**INPUT RECORDS**

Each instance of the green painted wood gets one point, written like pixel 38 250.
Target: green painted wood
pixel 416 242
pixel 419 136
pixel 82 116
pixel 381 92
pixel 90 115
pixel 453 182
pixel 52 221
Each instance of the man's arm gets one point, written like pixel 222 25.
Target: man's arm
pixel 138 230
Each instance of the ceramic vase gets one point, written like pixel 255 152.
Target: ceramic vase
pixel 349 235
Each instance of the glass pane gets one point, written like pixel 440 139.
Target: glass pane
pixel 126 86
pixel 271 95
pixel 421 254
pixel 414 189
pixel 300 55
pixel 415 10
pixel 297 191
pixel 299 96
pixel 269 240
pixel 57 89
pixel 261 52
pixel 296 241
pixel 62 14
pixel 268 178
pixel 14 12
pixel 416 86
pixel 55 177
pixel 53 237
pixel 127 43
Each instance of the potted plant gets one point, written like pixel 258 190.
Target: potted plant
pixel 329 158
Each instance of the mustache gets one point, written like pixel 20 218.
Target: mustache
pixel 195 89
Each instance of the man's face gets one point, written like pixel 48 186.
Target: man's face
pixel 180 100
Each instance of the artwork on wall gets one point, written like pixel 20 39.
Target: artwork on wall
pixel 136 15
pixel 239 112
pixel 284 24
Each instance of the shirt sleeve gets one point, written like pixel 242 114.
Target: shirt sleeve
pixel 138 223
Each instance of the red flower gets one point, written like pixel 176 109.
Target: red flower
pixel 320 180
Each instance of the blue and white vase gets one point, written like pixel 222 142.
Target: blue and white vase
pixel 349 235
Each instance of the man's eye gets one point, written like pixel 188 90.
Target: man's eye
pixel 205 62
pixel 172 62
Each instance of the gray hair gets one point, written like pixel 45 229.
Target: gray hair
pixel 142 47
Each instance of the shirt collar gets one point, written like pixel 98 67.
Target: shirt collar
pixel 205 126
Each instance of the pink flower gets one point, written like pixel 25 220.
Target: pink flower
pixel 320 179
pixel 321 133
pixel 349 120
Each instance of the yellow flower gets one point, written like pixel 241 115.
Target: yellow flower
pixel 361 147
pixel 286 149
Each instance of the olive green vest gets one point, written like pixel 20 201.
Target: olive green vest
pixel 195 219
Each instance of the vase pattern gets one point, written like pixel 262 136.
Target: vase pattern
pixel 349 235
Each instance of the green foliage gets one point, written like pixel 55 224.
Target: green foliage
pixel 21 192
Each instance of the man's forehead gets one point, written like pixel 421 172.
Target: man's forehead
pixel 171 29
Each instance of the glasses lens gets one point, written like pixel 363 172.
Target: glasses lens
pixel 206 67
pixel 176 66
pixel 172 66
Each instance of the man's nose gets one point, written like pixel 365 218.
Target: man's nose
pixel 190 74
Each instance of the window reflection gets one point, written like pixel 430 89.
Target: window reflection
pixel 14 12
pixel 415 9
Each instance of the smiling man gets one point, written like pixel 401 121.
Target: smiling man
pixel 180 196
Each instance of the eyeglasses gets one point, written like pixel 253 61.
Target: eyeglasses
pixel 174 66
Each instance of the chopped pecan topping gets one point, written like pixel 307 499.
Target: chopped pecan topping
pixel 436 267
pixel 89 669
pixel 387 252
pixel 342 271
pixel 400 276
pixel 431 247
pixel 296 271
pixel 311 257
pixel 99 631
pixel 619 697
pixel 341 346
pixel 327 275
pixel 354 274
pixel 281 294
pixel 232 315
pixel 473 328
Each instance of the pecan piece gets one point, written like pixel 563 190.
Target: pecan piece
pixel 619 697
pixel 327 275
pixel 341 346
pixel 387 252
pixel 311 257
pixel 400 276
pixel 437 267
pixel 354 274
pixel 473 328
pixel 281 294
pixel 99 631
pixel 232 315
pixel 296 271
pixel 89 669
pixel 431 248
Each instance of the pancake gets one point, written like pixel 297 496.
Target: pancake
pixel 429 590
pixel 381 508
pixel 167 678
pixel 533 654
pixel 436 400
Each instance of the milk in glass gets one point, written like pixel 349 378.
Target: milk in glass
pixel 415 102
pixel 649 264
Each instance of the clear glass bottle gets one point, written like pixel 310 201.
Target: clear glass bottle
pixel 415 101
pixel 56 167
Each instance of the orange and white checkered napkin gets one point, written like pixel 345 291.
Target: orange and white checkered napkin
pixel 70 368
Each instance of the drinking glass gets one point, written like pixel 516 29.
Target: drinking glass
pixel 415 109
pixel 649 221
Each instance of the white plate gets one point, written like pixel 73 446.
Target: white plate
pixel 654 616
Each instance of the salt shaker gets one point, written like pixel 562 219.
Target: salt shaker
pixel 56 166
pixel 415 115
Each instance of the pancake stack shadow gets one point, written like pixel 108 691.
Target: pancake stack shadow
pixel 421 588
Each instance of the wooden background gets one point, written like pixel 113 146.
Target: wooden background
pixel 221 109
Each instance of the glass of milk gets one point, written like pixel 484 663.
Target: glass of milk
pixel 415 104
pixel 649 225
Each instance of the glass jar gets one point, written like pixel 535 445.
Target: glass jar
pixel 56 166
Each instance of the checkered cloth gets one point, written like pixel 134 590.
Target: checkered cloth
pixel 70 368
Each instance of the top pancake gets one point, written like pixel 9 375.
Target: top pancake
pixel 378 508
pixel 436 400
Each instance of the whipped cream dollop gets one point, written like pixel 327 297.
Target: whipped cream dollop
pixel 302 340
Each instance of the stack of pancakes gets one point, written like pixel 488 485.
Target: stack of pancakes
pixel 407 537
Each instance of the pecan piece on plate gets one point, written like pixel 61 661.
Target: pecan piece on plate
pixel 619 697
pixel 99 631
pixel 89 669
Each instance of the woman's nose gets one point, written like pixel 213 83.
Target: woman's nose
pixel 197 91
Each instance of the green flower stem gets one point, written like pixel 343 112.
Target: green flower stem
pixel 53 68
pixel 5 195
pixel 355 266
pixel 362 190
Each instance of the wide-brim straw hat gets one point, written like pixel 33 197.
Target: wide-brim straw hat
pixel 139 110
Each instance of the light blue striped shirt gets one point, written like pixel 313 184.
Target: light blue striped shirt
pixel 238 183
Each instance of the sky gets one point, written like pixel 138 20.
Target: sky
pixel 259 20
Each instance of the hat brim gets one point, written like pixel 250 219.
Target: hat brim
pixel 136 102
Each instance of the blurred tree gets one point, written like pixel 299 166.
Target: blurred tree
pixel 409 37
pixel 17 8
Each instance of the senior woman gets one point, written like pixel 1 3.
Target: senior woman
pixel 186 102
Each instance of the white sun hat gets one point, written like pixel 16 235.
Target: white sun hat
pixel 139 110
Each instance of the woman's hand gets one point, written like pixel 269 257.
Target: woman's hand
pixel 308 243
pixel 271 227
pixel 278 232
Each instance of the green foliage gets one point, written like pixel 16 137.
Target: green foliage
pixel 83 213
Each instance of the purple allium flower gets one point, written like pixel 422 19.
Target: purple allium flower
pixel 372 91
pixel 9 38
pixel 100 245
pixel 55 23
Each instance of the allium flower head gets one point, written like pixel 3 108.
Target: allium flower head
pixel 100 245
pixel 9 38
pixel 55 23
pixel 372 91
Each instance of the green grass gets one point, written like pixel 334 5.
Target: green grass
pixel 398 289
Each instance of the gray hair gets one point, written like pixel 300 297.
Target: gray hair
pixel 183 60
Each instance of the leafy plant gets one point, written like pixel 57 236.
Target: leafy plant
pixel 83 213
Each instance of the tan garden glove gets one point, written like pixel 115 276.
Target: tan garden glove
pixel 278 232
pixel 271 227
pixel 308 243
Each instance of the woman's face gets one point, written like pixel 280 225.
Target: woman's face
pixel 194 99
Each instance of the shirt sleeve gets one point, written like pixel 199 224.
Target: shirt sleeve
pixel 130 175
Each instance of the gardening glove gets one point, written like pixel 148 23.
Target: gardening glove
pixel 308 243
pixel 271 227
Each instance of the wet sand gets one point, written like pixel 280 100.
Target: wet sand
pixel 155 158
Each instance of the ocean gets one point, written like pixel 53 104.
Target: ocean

**ACTIVITY**
A count is needed of the lines above that hold the word "ocean"; give that count and no other text.

**RESULT OF THE TASK**
2